:: Short problem ::
Copy out every one of the lines below word for word, leaving out the pictures.
-------- Material --------
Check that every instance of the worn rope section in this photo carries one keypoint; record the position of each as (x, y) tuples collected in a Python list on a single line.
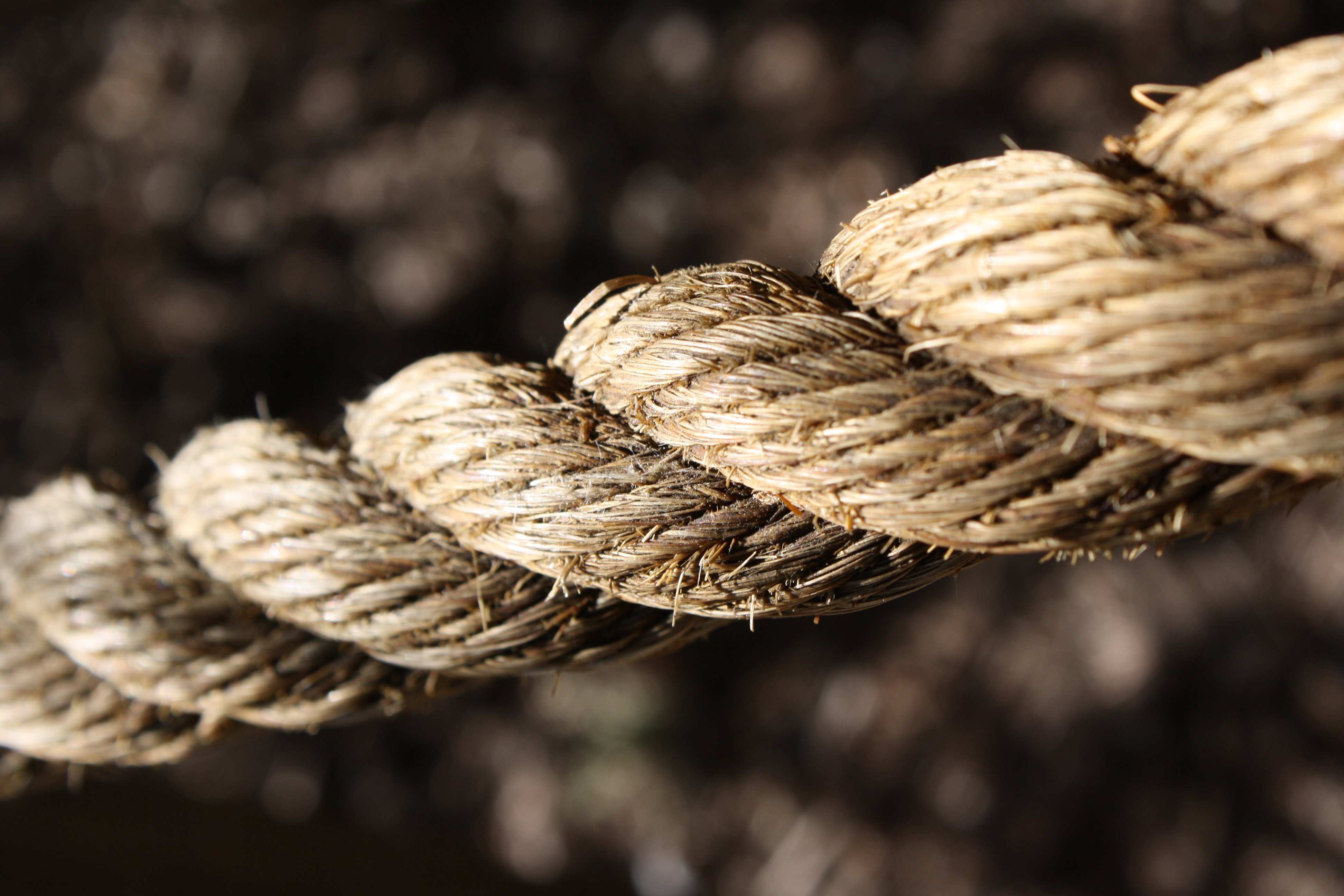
[(1022, 354)]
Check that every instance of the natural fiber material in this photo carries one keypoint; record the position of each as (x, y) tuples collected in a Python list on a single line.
[(1025, 354), (1124, 304), (519, 469), (310, 535), (768, 378), (107, 589), (53, 710), (1265, 141)]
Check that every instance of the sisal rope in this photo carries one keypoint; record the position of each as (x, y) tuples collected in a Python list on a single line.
[(1022, 354)]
--------
:: Output for this task ::
Check that every instance of the worn rope section in this photo carries one keypoint; record the position of each as (x, y) tuples collected in a Python list on a single line.
[(1022, 354)]
Check that every instance of the natural fiber material in this photo carries one keypoint; record the position of each as (x, y) tuples collected in a Python list on a single line.
[(1025, 354), (1124, 304), (519, 469), (310, 535), (768, 378), (107, 589), (53, 710), (1265, 141)]
Check that every instance of the sisal rope in this photo carries one keypoint; record the position of each as (x, y) tuples collected in a Python list on a single line.
[(1022, 354)]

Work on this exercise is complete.